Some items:
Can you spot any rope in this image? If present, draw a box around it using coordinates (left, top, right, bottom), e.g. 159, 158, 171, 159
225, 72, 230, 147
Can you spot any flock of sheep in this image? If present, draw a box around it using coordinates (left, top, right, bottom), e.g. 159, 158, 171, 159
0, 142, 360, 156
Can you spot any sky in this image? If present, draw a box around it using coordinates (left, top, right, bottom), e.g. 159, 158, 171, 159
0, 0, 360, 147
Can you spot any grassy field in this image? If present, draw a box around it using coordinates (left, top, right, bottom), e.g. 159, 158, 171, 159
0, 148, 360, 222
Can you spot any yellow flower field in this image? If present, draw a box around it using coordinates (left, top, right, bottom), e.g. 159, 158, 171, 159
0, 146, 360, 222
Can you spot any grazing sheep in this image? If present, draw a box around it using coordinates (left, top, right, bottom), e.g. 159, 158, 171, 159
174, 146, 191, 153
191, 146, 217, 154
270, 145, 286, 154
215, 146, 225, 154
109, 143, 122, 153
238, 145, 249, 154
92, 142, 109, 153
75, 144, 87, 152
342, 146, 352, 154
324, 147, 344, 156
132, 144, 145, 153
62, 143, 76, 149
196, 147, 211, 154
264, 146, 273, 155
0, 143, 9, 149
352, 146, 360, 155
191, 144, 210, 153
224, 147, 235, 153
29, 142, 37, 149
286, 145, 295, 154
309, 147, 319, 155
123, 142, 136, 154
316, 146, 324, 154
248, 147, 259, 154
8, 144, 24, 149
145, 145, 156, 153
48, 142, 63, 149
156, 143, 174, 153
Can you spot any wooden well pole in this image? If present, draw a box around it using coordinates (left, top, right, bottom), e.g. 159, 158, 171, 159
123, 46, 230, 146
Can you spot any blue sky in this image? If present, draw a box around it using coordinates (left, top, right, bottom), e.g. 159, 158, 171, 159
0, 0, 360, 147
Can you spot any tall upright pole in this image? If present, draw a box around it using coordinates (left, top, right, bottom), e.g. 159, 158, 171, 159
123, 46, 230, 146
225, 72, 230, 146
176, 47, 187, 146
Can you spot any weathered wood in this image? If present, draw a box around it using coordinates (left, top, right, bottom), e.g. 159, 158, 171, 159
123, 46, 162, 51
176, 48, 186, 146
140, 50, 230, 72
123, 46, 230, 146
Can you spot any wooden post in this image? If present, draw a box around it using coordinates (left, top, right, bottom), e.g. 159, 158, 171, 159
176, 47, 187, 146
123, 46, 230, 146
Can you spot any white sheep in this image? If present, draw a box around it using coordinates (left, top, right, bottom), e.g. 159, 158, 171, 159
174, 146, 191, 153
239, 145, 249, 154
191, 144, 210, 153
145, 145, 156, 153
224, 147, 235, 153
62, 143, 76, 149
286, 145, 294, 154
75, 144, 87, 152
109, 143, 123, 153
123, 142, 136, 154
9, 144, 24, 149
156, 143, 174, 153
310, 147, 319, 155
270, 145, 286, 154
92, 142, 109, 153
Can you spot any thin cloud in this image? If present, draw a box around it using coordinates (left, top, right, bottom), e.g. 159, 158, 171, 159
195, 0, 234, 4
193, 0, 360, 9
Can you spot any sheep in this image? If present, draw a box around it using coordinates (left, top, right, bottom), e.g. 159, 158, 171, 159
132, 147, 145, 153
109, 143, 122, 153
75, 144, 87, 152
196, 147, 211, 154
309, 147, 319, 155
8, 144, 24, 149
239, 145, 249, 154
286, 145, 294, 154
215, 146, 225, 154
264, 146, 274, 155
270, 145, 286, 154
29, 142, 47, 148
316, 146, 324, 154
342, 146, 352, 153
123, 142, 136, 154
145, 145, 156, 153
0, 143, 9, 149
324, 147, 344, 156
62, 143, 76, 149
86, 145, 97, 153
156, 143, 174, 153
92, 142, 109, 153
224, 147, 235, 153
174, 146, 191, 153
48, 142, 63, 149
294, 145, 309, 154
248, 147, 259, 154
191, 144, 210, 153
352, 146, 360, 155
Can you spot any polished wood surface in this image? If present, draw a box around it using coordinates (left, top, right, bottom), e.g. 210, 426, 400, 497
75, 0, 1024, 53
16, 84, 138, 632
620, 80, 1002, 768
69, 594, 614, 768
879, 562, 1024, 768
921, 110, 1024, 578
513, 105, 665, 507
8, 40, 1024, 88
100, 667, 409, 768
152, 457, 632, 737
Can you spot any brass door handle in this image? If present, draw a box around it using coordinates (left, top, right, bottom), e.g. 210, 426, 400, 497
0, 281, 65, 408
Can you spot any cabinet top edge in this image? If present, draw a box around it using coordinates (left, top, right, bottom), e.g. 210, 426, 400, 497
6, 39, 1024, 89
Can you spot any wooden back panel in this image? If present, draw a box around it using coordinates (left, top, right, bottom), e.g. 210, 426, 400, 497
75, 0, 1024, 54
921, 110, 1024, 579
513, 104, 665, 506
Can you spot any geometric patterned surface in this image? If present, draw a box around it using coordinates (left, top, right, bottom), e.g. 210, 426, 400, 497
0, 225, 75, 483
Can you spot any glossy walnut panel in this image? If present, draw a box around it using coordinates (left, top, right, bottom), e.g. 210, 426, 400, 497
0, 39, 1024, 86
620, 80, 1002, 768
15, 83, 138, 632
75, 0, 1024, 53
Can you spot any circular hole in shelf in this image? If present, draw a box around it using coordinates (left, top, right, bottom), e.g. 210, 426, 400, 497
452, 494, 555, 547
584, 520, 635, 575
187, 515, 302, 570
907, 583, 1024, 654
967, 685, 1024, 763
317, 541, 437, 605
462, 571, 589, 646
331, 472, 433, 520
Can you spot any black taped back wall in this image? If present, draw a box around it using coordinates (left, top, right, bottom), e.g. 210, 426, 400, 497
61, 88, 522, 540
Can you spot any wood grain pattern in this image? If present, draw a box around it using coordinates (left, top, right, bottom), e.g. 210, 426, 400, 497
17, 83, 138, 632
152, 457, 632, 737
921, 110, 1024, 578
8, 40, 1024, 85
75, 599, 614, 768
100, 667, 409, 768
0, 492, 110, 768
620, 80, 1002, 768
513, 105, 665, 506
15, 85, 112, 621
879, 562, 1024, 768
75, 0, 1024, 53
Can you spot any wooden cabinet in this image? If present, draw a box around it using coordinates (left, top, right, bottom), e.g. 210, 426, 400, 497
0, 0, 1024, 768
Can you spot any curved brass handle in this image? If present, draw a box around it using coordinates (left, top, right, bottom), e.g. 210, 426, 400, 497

Stated goal: Present every line of the items above as a Markdown table with two columns, Row and Line. Number each line in Row, and leave out any blank lines.

Exercise solution:
| Row | Line |
|---|---|
| 1 | Can you spot any rope in this image? If present, draw a box around it using coordinates (left, top, right, bottom), e.g. 159, 158, 171, 159 |
| 2 | 225, 72, 230, 147 |
| 3 | Can you spot any flock of sheep in this image? If present, draw a box around it using coordinates (left, top, right, bottom), e.g. 159, 158, 171, 159 |
| 4 | 0, 142, 360, 156 |
| 5 | Can you spot any sky in this image? If present, draw a box around it using coordinates (left, top, right, bottom), e.g. 159, 158, 171, 159 |
| 6 | 0, 0, 360, 147 |
| 7 | Can you spot any grassy field in this image? If present, draw a box around it using coordinates (left, top, right, bottom), e.g. 159, 158, 171, 159 |
| 8 | 0, 148, 360, 222 |
| 9 | Can you spot any yellow flower field in this image? If present, draw a box around it using coordinates (left, top, right, bottom), e.g. 159, 158, 171, 159 |
| 10 | 0, 146, 360, 222 |
| 11 | Can you spot any grazing sheep in this image? If present, draw a box around it using coordinates (left, top, right, bottom), e.g. 159, 158, 171, 159 |
| 12 | 174, 146, 191, 153 |
| 13 | 191, 146, 217, 154 |
| 14 | 270, 145, 286, 154 |
| 15 | 215, 146, 225, 154 |
| 16 | 109, 143, 122, 153 |
| 17 | 238, 145, 249, 154 |
| 18 | 92, 142, 109, 153 |
| 19 | 75, 144, 87, 152 |
| 20 | 342, 146, 352, 154 |
| 21 | 324, 147, 344, 156 |
| 22 | 132, 144, 145, 153 |
| 23 | 62, 143, 76, 149 |
| 24 | 196, 147, 211, 154 |
| 25 | 264, 146, 273, 155 |
| 26 | 0, 143, 9, 149 |
| 27 | 352, 146, 360, 155 |
| 28 | 191, 144, 210, 153 |
| 29 | 224, 147, 235, 153 |
| 30 | 29, 142, 37, 149 |
| 31 | 286, 145, 295, 154 |
| 32 | 309, 147, 319, 155 |
| 33 | 123, 142, 136, 154 |
| 34 | 316, 146, 324, 154 |
| 35 | 248, 147, 259, 154 |
| 36 | 8, 144, 24, 149 |
| 37 | 145, 145, 156, 153 |
| 38 | 48, 142, 63, 149 |
| 39 | 156, 143, 174, 153 |
| 40 | Can you spot any wooden well pole in this image? If present, draw a box around it using coordinates (left, top, right, bottom), e.g. 159, 158, 171, 159 |
| 41 | 123, 46, 230, 146 |
| 42 | Can you spot any blue sky in this image? If present, draw a box around it using coordinates (left, top, right, bottom), e.g. 159, 158, 171, 159 |
| 43 | 0, 0, 360, 147 |
| 44 | Can you spot any tall upright pole in this image? If present, draw a box around it using coordinates (left, top, right, bottom), e.g. 159, 158, 171, 159 |
| 45 | 123, 46, 230, 146 |
| 46 | 225, 72, 230, 146 |
| 47 | 176, 47, 187, 146 |
| 48 | Can you spot any weathered wood in this image? If present, draw a box around it using coordinates (left, top, right, bottom), e.g. 159, 158, 171, 159 |
| 49 | 123, 46, 162, 51 |
| 50 | 176, 48, 186, 146 |
| 51 | 140, 50, 230, 72 |
| 52 | 123, 46, 230, 146 |
| 53 | Can you spot any wooden post in this image? If present, draw a box around it using coordinates (left, top, right, bottom), e.g. 159, 158, 171, 159 |
| 54 | 176, 47, 187, 146 |
| 55 | 123, 46, 230, 146 |
| 56 | Can you spot any white sheep in this image? If present, draw a box around it using coordinates (left, top, right, bottom), e.g. 159, 158, 171, 159 |
| 57 | 174, 146, 191, 153 |
| 58 | 239, 145, 249, 154 |
| 59 | 191, 144, 210, 153 |
| 60 | 145, 145, 156, 153 |
| 61 | 224, 147, 235, 153 |
| 62 | 62, 143, 76, 149 |
| 63 | 286, 145, 294, 154 |
| 64 | 75, 144, 87, 152 |
| 65 | 109, 143, 123, 153 |
| 66 | 123, 142, 136, 154 |
| 67 | 9, 144, 24, 149 |
| 68 | 156, 143, 174, 153 |
| 69 | 310, 147, 319, 155 |
| 70 | 270, 145, 286, 154 |
| 71 | 92, 142, 109, 153 |
| 72 | Can you spot any thin cloud in this image? If present, draw a box around it using coordinates (left, top, right, bottom), e.g. 159, 158, 171, 159 |
| 73 | 195, 0, 234, 4 |
| 74 | 193, 0, 360, 9 |
| 75 | Can you spot any sheep in this image? If present, draw a box around it using coordinates (left, top, right, bottom), e.g. 159, 158, 171, 159 |
| 76 | 132, 147, 145, 153 |
| 77 | 109, 143, 122, 153 |
| 78 | 75, 144, 87, 152 |
| 79 | 196, 147, 211, 154 |
| 80 | 309, 147, 319, 155 |
| 81 | 8, 144, 24, 149 |
| 82 | 239, 145, 249, 154 |
| 83 | 286, 145, 294, 154 |
| 84 | 215, 146, 225, 154 |
| 85 | 264, 146, 274, 155 |
| 86 | 270, 145, 286, 154 |
| 87 | 29, 142, 47, 148 |
| 88 | 316, 146, 324, 154 |
| 89 | 342, 146, 352, 153 |
| 90 | 123, 142, 136, 154 |
| 91 | 145, 145, 156, 153 |
| 92 | 0, 143, 9, 149 |
| 93 | 324, 147, 344, 156 |
| 94 | 62, 143, 76, 149 |
| 95 | 86, 145, 97, 153 |
| 96 | 156, 143, 174, 153 |
| 97 | 92, 142, 109, 153 |
| 98 | 224, 147, 235, 153 |
| 99 | 174, 146, 191, 153 |
| 100 | 48, 142, 63, 149 |
| 101 | 294, 145, 309, 154 |
| 102 | 248, 147, 259, 154 |
| 103 | 191, 144, 210, 153 |
| 104 | 352, 146, 360, 155 |
| 105 | Can you spot any polished wood surface in this image? If present, draw a box around it using coordinates (left, top, right, bottom), e.g. 210, 426, 400, 497 |
| 106 | 75, 0, 1024, 53 |
| 107 | 16, 84, 138, 632 |
| 108 | 620, 80, 1002, 768 |
| 109 | 69, 594, 614, 768 |
| 110 | 879, 562, 1024, 768 |
| 111 | 921, 110, 1024, 578 |
| 112 | 513, 105, 665, 507 |
| 113 | 8, 40, 1024, 88 |
| 114 | 100, 667, 409, 768 |
| 115 | 152, 457, 632, 737 |
| 116 | Can you spot any brass door handle in this image? If present, draw a box around it using coordinates (left, top, right, bottom), e.g. 210, 426, 400, 497 |
| 117 | 0, 281, 65, 408 |
| 118 | Can you spot any cabinet top edge in this image? If present, draw a box around it using coordinates (left, top, right, bottom), e.g. 210, 426, 400, 497 |
| 119 | 6, 39, 1024, 89 |
| 120 | Can you spot any wooden back panel in this image? If present, draw a box around it using coordinates (left, top, right, bottom), e.g. 210, 426, 400, 497 |
| 121 | 75, 0, 1024, 54 |
| 122 | 921, 110, 1024, 579 |
| 123 | 513, 104, 665, 506 |
| 124 | Can you spot any geometric patterned surface in this image? If present, draw a box around it using coordinates (left, top, right, bottom), e.g. 210, 426, 400, 497 |
| 125 | 0, 225, 75, 483 |
| 126 | Can you spot any glossy walnut panel in this image? If present, draw a box around it using coordinates (left, top, right, bottom), e.g. 210, 426, 400, 497 |
| 127 | 0, 39, 1024, 86 |
| 128 | 620, 80, 1002, 768 |
| 129 | 15, 83, 138, 632 |
| 130 | 75, 0, 1024, 53 |
| 131 | Can you spot any circular hole in shelf in this image? If present, draw a box around it using coordinates (left, top, right, bottom), e.g. 210, 426, 400, 497 |
| 132 | 452, 494, 555, 547 |
| 133 | 584, 520, 635, 575 |
| 134 | 187, 515, 302, 570 |
| 135 | 907, 583, 1024, 654 |
| 136 | 967, 685, 1024, 763 |
| 137 | 317, 541, 437, 605 |
| 138 | 462, 571, 589, 646 |
| 139 | 331, 472, 433, 520 |
| 140 | Can you spot any black taped back wall in this image? If present, draw a box around it using coordinates (left, top, right, bottom), e.g. 210, 426, 400, 497 |
| 141 | 61, 88, 522, 540 |
| 142 | Can you spot any wood grain pattern in this image? If present, draw a box around it using coordinates (left, top, right, bottom), e.g. 210, 426, 400, 497 |
| 143 | 17, 83, 138, 632 |
| 144 | 152, 457, 632, 737 |
| 145 | 921, 110, 1024, 578 |
| 146 | 8, 40, 1024, 85 |
| 147 | 75, 599, 614, 768 |
| 148 | 100, 667, 409, 768 |
| 149 | 0, 492, 110, 768 |
| 150 | 620, 80, 1002, 768 |
| 151 | 513, 105, 665, 506 |
| 152 | 15, 85, 112, 621 |
| 153 | 879, 562, 1024, 768 |
| 154 | 75, 0, 1024, 53 |
| 155 | Can you spot any wooden cabinet in this image? If present, draw a box around it using coordinates (left, top, right, bottom), e.g. 210, 426, 400, 497 |
| 156 | 0, 0, 1024, 768 |
| 157 | Can you spot any curved brass handle in this image? If present, draw a box around it using coordinates (left, top, right, bottom), e.g. 210, 426, 400, 497 |